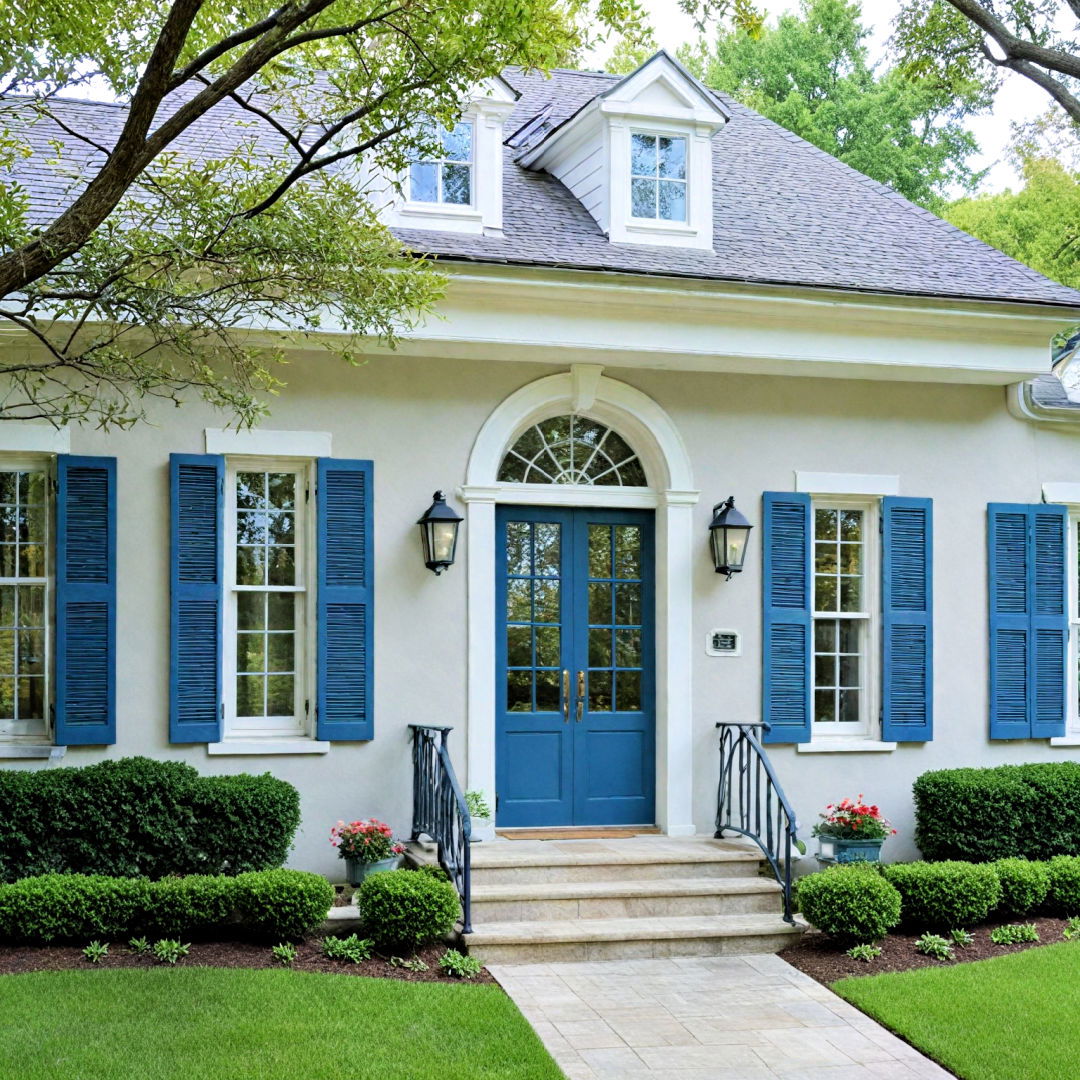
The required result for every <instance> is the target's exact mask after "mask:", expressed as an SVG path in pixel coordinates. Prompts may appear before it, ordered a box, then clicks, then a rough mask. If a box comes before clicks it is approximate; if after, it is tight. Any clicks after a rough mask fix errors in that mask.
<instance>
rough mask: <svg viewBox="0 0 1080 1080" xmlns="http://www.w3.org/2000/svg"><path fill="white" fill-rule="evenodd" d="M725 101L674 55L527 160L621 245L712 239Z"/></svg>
mask: <svg viewBox="0 0 1080 1080" xmlns="http://www.w3.org/2000/svg"><path fill="white" fill-rule="evenodd" d="M727 121H728V113H727V111H726V110H725V108H724V106H723V105H721V104H720V103H719V102H718V100H717V99H716V97H714V95H713V94H711V93H710V92H708V91H707V90H706V89H705V87H704V86H703V85H702V84H701V83H700V82H698V80H697V79H694V78H693V76H691V75H690V72H689V71H687V70H686V68H684V67H683V65H681V64H679V63H678V62H677V60H675V59H673V58H672V57H671V56H669V55H667V53H665V52H659V53H657V54H656V55H654V56H653V57H652V58H651V59H649V60H646V63H645V64H643V65H642V66H640V67H639V68H638V69H637V70H636V71H634V72H633V73H631V75H629V76H626V78H624V79H621V80H620V81H619V82H617V83H615V84H613V85H612V86H611V87H609V89H608V90H607V91H605V92H604V93H603V94H600V95H599V96H597V97H594V98H593V99H592V100H591V102H589V103H588V104H586V105H584V106H583V107H582V108H581V109H579V110H578V111H577V112H576V113H575V114H573V116H571V117H570V118H569V119H568V120H566V121H565V122H563V123H562V124H559V125H557V126H555V127H554V129H552V130H551V131H550V132H548V133H546V134H545V135H543V137H542V139H541V140H540V141H539V143H534V144H532V145H531V146H529V147H528V149H526V151H525V152H524V153H523V154H522V156H521V157H519V158H518V162H519V164H522V165H524V166H525V167H526V168H531V170H538V171H540V170H542V171H543V172H546V173H551V175H552V176H555V177H557V178H558V179H559V180H562V181H563V184H565V185H566V186H567V187H568V188H569V189H570V191H571V192H572V193H573V194H575V195H576V197H577V198H578V200H579V201H580V202H581V203H582V205H583V206H584V207H585V210H588V211H589V213H590V214H591V215H592V216H593V217H594V218H595V219H596V222H597V224H598V225H599V227H600V228H602V229H603V230H604V231H605V232H606V233H607V235H608V239H609V240H610V241H611V242H612V243H619V244H666V245H671V246H676V247H704V248H712V246H713V150H712V138H713V136H714V135H715V134H716V132H718V131H719V130H720V127H723V126H724V124H725V123H727Z"/></svg>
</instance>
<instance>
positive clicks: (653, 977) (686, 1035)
mask: <svg viewBox="0 0 1080 1080" xmlns="http://www.w3.org/2000/svg"><path fill="white" fill-rule="evenodd" d="M490 971H491V974H492V975H495V977H496V978H497V980H498V981H499V982H500V983H501V984H502V986H503V987H504V988H505V990H507V993H508V994H509V995H510V996H511V997H512V998H513V999H514V1001H515V1002H517V1005H518V1008H519V1009H521V1010H522V1012H523V1013H524V1014H525V1015H526V1016H527V1017H528V1020H529V1022H530V1023H531V1024H532V1026H534V1027H535V1028H536V1030H537V1032H538V1034H539V1036H540V1038H541V1039H542V1040H543V1042H544V1045H545V1047H546V1048H548V1050H549V1051H550V1052H551V1054H552V1056H553V1057H554V1058H555V1061H556V1062H558V1064H559V1066H561V1067H562V1069H563V1070H564V1072H566V1075H567V1077H568V1078H569V1080H599V1078H612V1080H613V1078H617V1077H618V1078H619V1080H646V1078H650V1080H657V1078H658V1077H667V1078H671V1080H777V1078H780V1080H901V1078H903V1080H916V1078H926V1080H929V1078H931V1077H942V1078H948V1077H949V1076H950V1074H948V1072H946V1071H945V1070H944V1069H942V1068H941V1067H940V1066H937V1065H935V1064H934V1063H933V1062H931V1061H929V1059H928V1058H926V1057H923V1056H922V1055H921V1054H920V1053H918V1052H917V1051H916V1050H913V1049H912V1048H910V1047H909V1045H908V1044H907V1043H906V1042H904V1041H903V1040H901V1039H897V1038H896V1037H895V1036H894V1035H892V1034H890V1032H889V1031H887V1030H886V1029H885V1028H883V1027H881V1025H880V1024H877V1023H875V1022H874V1021H872V1020H870V1018H869V1017H868V1016H865V1015H863V1013H861V1012H859V1010H858V1009H855V1008H854V1007H853V1005H849V1004H848V1003H847V1002H846V1001H841V1000H840V998H838V997H837V996H836V995H835V994H833V993H832V991H831V990H828V989H826V988H825V987H824V986H822V985H821V984H820V983H816V982H814V981H813V980H812V978H810V976H809V975H804V974H802V972H800V971H796V969H795V968H793V967H792V966H791V964H789V963H787V962H786V961H784V960H781V959H780V957H778V956H771V955H755V956H732V957H693V958H687V959H665V960H612V961H593V962H585V963H548V964H530V966H521V967H518V966H511V964H492V966H491V968H490Z"/></svg>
------
▶ Task instructions: Please lay out the entries from the beginning through the line containing "rough mask: <svg" as a JSON list of strings, one string per line, with blank lines skipped and the pictures left out.

▶ Solved exercise:
[
  "The required result for every <instance> is the target's exact mask after \"mask:\", expressed as an SVG path in pixel coordinates. Prompts may appear before it, ordered a box, then clicks, then a rough mask. If a box comes before clicks it is approximate; if after, it is tight. Any clicks after a rough mask fix errors in that mask.",
  "<instance>",
  "rough mask: <svg viewBox=\"0 0 1080 1080\" xmlns=\"http://www.w3.org/2000/svg\"><path fill=\"white\" fill-rule=\"evenodd\" d=\"M725 101L674 55L527 160L621 245L712 239Z\"/></svg>"
]